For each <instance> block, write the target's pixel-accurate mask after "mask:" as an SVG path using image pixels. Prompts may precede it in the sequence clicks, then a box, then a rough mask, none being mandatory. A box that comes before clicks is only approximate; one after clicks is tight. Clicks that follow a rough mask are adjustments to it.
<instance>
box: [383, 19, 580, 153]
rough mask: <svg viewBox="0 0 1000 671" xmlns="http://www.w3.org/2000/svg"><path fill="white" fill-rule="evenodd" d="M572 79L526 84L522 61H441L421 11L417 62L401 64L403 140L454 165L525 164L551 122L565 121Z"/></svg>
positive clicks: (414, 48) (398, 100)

···

## TASK STATEMENT
Print all of the rows above again, line for line, without changing anything.

## WRITTEN REPLY
For each <instance> block, write the target's pixel-accurate mask after "mask:" as an SVG path using image pixels. Prompts may precede it in the sequence clicks, then a box, then a rough mask, none being mandatory. A box that comes before clicks is only approximate; one after clicks is tight. Clicks that follow a rough mask are adjustments to it.
<instance>
box: [383, 19, 580, 153]
rough mask: <svg viewBox="0 0 1000 671" xmlns="http://www.w3.org/2000/svg"><path fill="white" fill-rule="evenodd" d="M572 79L526 84L522 61H441L421 11L417 62L401 64L403 140L454 165L525 164L551 122L565 121Z"/></svg>
positive clicks: (414, 48) (398, 100)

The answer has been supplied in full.